Lines to restate from the data below: from the one containing "gray hair in" to the one containing "the standing man", both included. Give them again exactly, and only them.

[[ Input for this task, beginning ]]

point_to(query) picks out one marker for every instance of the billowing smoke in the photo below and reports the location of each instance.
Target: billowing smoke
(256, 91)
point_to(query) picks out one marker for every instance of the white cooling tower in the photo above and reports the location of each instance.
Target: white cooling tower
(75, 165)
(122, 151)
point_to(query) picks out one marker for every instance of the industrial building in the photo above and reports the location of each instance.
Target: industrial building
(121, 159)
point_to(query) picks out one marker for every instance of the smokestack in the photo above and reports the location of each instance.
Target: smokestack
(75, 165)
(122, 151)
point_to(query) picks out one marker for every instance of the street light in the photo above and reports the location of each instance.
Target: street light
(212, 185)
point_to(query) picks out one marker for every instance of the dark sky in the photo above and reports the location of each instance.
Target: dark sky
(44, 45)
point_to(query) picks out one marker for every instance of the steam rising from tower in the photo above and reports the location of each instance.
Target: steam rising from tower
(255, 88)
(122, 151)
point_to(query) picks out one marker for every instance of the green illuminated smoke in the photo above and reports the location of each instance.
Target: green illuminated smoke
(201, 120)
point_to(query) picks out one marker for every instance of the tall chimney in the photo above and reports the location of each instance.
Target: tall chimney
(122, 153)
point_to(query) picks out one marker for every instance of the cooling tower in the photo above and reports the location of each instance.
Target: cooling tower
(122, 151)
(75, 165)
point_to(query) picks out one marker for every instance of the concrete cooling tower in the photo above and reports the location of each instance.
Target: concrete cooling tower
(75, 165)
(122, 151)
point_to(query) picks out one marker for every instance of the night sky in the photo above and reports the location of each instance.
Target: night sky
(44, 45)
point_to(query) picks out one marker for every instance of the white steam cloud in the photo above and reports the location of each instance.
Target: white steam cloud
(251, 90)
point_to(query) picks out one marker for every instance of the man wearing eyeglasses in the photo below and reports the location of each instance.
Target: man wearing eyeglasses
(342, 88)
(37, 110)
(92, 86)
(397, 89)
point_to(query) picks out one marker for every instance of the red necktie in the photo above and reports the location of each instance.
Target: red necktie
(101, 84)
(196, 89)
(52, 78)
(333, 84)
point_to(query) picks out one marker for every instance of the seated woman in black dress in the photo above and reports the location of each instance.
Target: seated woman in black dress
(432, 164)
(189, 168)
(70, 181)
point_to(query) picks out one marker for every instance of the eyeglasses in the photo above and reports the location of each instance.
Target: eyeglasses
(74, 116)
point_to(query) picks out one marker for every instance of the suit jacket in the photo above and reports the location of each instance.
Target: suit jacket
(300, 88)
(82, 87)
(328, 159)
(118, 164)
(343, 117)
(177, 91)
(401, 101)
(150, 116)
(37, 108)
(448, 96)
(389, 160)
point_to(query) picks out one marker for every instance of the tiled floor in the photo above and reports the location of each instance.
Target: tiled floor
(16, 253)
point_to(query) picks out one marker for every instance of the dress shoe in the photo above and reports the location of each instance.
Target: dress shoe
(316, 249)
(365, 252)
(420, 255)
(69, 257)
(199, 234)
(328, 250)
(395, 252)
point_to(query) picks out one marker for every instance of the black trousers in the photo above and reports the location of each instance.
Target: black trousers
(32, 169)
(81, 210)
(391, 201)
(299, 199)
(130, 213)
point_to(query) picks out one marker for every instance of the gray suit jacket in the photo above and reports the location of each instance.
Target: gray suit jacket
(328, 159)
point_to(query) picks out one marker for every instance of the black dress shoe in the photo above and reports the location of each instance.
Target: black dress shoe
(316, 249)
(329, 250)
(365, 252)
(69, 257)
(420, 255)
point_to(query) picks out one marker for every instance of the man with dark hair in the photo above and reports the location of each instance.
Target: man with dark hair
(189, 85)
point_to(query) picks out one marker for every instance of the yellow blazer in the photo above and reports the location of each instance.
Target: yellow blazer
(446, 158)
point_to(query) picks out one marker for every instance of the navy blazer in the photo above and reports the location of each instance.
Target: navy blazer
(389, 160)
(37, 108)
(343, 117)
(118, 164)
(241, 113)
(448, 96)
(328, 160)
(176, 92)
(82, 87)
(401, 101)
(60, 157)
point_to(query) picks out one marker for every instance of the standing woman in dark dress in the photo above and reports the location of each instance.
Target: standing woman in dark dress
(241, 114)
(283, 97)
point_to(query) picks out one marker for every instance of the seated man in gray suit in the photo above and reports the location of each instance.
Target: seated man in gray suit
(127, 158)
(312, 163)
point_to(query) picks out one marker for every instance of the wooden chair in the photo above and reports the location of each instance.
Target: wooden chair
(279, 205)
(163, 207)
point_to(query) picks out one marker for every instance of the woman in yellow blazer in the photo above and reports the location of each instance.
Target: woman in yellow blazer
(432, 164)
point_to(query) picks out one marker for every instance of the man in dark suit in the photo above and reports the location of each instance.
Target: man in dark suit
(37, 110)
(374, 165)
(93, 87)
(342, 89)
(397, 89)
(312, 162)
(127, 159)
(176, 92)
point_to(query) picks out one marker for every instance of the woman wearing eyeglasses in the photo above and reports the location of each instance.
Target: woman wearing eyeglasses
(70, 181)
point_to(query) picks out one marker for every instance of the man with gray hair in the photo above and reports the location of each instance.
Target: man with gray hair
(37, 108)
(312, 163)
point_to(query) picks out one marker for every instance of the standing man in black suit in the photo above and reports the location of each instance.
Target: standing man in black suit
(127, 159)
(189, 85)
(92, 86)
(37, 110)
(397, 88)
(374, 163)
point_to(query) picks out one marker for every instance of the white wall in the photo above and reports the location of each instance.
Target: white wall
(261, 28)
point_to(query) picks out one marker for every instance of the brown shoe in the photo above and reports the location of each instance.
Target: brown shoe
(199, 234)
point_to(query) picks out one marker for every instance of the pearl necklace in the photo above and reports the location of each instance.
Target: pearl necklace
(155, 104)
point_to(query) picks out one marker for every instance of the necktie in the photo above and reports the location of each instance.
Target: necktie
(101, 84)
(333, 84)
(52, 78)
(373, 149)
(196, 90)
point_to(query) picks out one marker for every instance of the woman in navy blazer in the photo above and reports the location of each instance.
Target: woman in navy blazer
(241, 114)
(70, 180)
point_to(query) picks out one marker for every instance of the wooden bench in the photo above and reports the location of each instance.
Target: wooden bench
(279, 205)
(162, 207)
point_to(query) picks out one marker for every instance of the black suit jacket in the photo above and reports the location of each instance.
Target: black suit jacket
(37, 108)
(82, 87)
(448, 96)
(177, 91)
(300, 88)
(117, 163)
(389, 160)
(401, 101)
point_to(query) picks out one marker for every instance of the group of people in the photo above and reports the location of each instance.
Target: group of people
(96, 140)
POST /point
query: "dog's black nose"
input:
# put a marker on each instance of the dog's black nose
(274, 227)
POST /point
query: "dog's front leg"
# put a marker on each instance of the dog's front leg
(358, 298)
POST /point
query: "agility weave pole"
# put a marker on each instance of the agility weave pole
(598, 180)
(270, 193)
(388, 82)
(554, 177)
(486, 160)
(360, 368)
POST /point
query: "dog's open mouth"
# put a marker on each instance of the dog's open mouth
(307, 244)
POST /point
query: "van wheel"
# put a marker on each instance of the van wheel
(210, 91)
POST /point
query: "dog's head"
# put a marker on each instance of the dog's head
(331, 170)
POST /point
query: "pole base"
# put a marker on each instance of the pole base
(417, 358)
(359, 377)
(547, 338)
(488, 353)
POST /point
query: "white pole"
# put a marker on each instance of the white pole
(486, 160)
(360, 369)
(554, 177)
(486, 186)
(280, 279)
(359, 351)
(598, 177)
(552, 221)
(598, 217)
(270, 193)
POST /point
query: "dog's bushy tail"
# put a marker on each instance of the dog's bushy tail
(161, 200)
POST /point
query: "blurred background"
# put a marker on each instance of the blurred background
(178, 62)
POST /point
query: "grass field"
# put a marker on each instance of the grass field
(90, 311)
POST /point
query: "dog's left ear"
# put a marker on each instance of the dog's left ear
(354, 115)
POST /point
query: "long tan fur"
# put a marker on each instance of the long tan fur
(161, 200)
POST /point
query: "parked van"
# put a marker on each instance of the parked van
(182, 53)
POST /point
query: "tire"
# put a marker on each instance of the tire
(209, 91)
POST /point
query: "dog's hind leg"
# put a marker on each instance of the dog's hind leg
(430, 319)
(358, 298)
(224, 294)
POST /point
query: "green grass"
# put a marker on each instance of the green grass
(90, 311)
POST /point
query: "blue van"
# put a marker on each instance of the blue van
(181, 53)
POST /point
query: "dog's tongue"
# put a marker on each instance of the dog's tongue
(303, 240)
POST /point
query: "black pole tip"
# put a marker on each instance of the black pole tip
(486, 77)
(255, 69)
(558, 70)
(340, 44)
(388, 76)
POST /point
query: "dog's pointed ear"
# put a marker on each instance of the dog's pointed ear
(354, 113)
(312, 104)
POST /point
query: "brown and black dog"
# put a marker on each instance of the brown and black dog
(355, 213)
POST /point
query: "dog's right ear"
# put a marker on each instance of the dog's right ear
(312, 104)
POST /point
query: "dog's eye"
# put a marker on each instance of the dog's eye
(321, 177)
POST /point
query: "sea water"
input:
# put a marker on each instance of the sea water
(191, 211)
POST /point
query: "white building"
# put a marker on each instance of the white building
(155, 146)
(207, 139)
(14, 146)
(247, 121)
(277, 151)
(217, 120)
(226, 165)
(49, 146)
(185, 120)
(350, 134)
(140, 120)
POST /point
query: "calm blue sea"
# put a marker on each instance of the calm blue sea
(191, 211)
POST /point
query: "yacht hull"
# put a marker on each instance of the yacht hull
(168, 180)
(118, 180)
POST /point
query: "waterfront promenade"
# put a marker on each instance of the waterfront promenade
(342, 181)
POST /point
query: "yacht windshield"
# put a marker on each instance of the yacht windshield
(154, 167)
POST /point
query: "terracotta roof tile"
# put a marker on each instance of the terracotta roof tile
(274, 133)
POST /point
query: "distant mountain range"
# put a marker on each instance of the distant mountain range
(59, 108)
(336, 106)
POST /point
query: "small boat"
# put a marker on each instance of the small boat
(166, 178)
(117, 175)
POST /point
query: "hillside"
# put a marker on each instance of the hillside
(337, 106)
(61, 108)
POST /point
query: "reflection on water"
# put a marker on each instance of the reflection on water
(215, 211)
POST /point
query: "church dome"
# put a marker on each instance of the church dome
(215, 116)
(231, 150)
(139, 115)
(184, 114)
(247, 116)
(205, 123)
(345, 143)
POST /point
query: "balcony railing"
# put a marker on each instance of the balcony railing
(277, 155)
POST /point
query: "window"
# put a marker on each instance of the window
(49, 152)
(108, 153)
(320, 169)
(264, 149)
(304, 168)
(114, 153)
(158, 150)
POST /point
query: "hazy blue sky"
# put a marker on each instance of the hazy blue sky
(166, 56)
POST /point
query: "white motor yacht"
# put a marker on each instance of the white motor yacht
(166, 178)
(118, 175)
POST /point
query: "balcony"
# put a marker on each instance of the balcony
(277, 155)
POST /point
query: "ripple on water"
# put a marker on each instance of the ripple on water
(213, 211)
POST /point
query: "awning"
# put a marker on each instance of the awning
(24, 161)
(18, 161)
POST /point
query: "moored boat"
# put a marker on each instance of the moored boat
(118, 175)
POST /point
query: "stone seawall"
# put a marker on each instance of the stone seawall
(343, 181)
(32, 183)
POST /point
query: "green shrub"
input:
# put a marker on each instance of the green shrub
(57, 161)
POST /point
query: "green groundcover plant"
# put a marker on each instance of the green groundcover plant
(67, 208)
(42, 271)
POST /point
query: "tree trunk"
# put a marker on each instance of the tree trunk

[[ Input for this task, end ]]

• **Output for this task**
point_to(query) picks out one marker for every instance of the man with gray hair in the photo above and reports the location of each instance.
Target: man with gray hair
(37, 108)
(312, 163)
point_to(query) picks out one marker for every instance of the standing man in black suit in the photo above and reports the location of each instance.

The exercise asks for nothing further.